## What you have to do
Retype all of the data shown below, keeping every character the same.

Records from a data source

"""

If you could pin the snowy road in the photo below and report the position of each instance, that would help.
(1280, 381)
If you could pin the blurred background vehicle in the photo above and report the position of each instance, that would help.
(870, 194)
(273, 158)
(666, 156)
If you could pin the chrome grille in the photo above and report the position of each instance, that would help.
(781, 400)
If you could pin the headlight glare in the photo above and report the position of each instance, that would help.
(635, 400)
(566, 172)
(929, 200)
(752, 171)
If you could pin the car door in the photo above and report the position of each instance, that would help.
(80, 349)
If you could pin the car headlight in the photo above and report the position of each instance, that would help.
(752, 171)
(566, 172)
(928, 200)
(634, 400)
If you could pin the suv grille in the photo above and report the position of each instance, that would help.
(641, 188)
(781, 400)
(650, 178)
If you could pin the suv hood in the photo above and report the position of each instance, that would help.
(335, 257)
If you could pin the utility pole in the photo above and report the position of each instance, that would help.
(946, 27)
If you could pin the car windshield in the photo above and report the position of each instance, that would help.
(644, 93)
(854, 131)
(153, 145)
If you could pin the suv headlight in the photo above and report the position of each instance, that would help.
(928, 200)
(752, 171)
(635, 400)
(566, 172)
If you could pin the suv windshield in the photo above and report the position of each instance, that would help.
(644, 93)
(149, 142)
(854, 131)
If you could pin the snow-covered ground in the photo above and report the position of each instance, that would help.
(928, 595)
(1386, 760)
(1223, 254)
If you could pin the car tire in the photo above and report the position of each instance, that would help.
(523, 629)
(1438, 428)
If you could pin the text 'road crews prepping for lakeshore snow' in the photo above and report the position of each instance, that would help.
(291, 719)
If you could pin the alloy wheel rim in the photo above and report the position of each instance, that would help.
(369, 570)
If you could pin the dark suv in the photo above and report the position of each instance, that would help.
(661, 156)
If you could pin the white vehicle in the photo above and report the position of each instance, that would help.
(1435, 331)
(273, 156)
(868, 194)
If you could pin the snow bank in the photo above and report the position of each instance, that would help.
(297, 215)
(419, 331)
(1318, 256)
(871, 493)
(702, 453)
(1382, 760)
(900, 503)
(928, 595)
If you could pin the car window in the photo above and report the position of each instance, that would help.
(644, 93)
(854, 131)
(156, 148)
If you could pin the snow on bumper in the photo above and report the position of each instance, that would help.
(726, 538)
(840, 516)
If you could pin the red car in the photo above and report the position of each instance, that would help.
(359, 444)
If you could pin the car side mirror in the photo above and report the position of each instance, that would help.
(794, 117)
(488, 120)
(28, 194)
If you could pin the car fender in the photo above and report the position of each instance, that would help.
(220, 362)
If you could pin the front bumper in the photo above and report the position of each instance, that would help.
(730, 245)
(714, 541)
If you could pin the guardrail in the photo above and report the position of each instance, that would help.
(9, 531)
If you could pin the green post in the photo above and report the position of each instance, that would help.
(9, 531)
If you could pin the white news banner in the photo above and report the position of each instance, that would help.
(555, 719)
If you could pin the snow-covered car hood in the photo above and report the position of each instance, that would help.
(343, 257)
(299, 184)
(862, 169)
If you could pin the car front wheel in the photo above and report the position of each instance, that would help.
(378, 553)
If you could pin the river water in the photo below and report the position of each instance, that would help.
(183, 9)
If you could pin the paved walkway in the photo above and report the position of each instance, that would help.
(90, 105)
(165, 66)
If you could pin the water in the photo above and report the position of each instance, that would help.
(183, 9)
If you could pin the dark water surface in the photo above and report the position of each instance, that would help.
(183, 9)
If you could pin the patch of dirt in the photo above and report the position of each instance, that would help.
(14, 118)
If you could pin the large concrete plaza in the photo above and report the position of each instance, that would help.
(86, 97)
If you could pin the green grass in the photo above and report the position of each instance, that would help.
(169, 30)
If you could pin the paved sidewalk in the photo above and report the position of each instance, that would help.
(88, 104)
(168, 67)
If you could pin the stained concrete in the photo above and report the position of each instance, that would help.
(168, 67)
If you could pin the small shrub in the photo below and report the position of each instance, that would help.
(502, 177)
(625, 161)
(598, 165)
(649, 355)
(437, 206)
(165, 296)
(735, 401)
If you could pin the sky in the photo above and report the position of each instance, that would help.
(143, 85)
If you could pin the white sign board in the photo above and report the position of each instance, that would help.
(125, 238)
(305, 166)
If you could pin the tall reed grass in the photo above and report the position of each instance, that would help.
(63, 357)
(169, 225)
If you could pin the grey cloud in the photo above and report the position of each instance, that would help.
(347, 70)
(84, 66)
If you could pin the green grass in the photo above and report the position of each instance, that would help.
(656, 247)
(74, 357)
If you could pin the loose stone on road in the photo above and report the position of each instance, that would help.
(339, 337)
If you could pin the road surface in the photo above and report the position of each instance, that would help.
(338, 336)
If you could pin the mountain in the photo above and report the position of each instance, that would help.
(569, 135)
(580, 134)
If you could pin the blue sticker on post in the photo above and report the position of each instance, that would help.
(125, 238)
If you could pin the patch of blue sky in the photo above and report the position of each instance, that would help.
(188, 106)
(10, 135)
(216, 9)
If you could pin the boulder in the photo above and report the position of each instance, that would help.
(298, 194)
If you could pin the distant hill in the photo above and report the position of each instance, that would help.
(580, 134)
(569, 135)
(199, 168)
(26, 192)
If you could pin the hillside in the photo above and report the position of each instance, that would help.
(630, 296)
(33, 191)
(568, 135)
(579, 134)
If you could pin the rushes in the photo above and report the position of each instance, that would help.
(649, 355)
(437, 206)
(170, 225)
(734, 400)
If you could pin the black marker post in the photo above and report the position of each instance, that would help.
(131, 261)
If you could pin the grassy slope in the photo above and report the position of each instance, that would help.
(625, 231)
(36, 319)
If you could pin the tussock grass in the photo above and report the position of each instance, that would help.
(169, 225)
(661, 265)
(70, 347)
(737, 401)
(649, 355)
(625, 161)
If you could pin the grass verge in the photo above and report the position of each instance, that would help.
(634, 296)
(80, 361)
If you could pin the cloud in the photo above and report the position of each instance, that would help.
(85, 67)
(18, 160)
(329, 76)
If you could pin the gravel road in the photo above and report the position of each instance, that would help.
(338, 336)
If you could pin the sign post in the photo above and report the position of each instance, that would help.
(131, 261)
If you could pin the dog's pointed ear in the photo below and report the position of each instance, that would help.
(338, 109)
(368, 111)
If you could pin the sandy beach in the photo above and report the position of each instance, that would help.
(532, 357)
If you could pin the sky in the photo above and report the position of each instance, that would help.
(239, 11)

"""

## Solution to this task
If you could pin the snowy road in the photo below and report the position of each instance, that would help.
(1280, 381)
If you could pin the blurred background vehicle in the photo above and report the position of each instance, that would help.
(870, 194)
(273, 158)
(666, 156)
If you could pin the chrome grille in the photo above and report the position of each instance, that would help.
(781, 400)
If you could pin the headlight glare in the photo above and report the position of each instance, that would help.
(635, 400)
(566, 172)
(929, 200)
(752, 171)
If you could pin the car door in the photo above and report the position of each instance, that would help.
(80, 349)
If you could pin the car headlight in the photo above and report the position of each instance, that would help.
(752, 171)
(566, 172)
(928, 200)
(634, 400)
If you could pin the suv grille in the photo above and report the position of each instance, that would help.
(641, 188)
(781, 400)
(650, 178)
If you could pin the suv hood in the photo above and report the position of each instance, that would help.
(335, 257)
If you could pin the utility pole in the photo above and report the position of each instance, that would help.
(946, 27)
If you could pin the car windshield in the photo above and report the position of each instance, that would help.
(644, 93)
(854, 131)
(153, 145)
If you could pin the suv headlight in the photo above and report the position of each instance, that would help.
(928, 200)
(752, 171)
(635, 400)
(566, 172)
If you could pin the suv windshield in the photo above and report the position of each instance, that would help.
(644, 93)
(149, 142)
(854, 131)
If you could pin the snow-covered ground in the photo above and report the position of each instance, that would help.
(928, 595)
(1386, 760)
(1223, 254)
If you could pin the car tire in the photo above and report the position of each instance, that would help.
(523, 629)
(1438, 428)
If you could pin the text 'road crews prepping for lakeshore snow' in the photo above and report the position of each instance, that would help.
(291, 719)
If you could pin the alloy wheel rim in the photo above and report the position of each instance, that would help.
(369, 570)
If you could pin the dark suv in the photo above and report the position of each instance, that would help.
(661, 156)
If you could pin the white vehicle in the photo above and report the position of each instance, that would help.
(1435, 331)
(273, 156)
(868, 194)
If you could pin the snow bank in the photo above and report the position of each instance, that would help.
(297, 215)
(419, 331)
(1318, 256)
(871, 493)
(702, 453)
(1382, 760)
(900, 503)
(928, 595)
If you could pin the car window in the photo above and report the position of each instance, that would help.
(644, 93)
(854, 131)
(156, 148)
If you could pin the snow on bumper in the photo above and report the position of each instance, that would help.
(726, 538)
(840, 516)
If you could pin the red car in the photo above and report the position of each instance, that would help.
(359, 444)
If you could pin the car side mirror in the photo above and report the position of each instance, that would help.
(794, 117)
(488, 120)
(28, 194)
If you could pin the car fender in the photo above and report the position of each instance, that would help.
(220, 362)
If you could pin the front bumper in the photo above and report the position of each instance, that would help.
(730, 245)
(714, 541)
If you could pin the guardrail in the photo above and report the position of each instance, that would help.
(9, 531)
If you could pin the green post in the photo above and report the position of each instance, that would help.
(9, 531)
If you could pin the white news banner in the photo above and report the position of each instance, that would help.
(555, 719)
If you could pin the snow-covered car hood in the photo above and report the position of each instance, that would help.
(343, 257)
(299, 184)
(862, 169)
If you could pin the car front wheel in the photo above and report the position of each instance, that would help.
(378, 553)
If you could pin the river water in the photo below and report the position of each instance, that would help.
(183, 9)
If you could pin the paved walkway in the photo above and report the position of each instance, that would help.
(90, 105)
(165, 66)
If you could pin the water in the photo above and report the position of each instance, that would help.
(183, 9)
If you could pin the dark water surface in the photo above and report the position of each instance, that would help.
(183, 9)
If you could pin the patch of dirt in the photo above and report the position of each instance, that would help.
(14, 118)
If you could pin the large concrete plaza in the photo above and report the position of each instance, that would help.
(86, 97)
If you could pin the green grass in the photo above and report the position of each instance, that would help.
(169, 30)
If you could pin the paved sidewalk in the photo above and report the position of each instance, that would help.
(88, 104)
(168, 67)
If you could pin the stained concrete in the photo above and report the position of each instance, that would help.
(168, 67)
If you could pin the small shrub in the photo below and report the position of each instance, that would help.
(502, 177)
(625, 161)
(598, 165)
(649, 355)
(437, 206)
(165, 296)
(735, 401)
If you could pin the sky in the photo above and report the position of each instance, that would help.
(143, 85)
If you could pin the white sign board in the photo above and report the position of each instance, that would help.
(125, 238)
(305, 166)
If you could pin the tall reed grass in the photo above and report the position of each instance, that would help.
(63, 357)
(169, 225)
If you could pin the grey cloud in the photo above and report the position of each instance, that would help.
(347, 70)
(84, 66)
If you could pin the green grass in the photo above and report the position of each instance, that would help.
(656, 247)
(74, 357)
If you could pin the loose stone on road in the photo above and report the position of each instance, that would help.
(339, 337)
If you could pin the road surface in the photo above and report the position of each instance, that would help.
(338, 336)
If you could pin the mountain in the photo above and report the position of each instance, that would help.
(569, 135)
(580, 134)
If you could pin the blue sticker on post in the photo above and report the position of each instance, that would help.
(125, 238)
If you could pin the patch of blue sky in the photo above and report the position of each instance, that would help.
(188, 106)
(10, 135)
(216, 9)
If you could pin the boulder in the photo above and report the position of each instance, that would help.
(298, 194)
If you could pin the distant hill in the photo above and report the position of each instance, that would help.
(580, 134)
(569, 135)
(199, 168)
(26, 192)
If you could pin the hillside in the photo above and report the position of each instance, that would help.
(630, 296)
(33, 191)
(568, 135)
(579, 134)
If you could pin the rushes in the photo above and report the position of each instance, that would help.
(649, 355)
(437, 206)
(170, 225)
(734, 400)
If you could pin the black marker post in the photo above and report the position of each instance, that would help.
(131, 261)
If you could pin the grassy slope in the photo above and report the position of each instance, that would help.
(625, 231)
(36, 319)
If you could pin the tussock grass in the photo above and report the position of each instance, that would help.
(169, 225)
(661, 265)
(70, 347)
(737, 401)
(649, 355)
(625, 161)
If you could pin the grass verge in the photo above and report the position of each instance, that would help.
(634, 296)
(80, 361)
If you could pin the cloud in the photo above and report the position of each instance, that would help.
(85, 67)
(18, 160)
(329, 76)
If you could pin the gravel road in the photo above and report the position of each instance, that would help.
(338, 336)
If you could pin the sign post in the photo above and report the position of each instance, that would help.
(131, 261)
If you could pin the dog's pointed ear in the photo below and report the position of each instance, that would help.
(338, 109)
(368, 111)
If you could pin the sandy beach in the photo above and report the position of each instance, that would help.
(532, 357)
If you could pin the sky in the photo above and report the position of each instance, that would help.
(239, 11)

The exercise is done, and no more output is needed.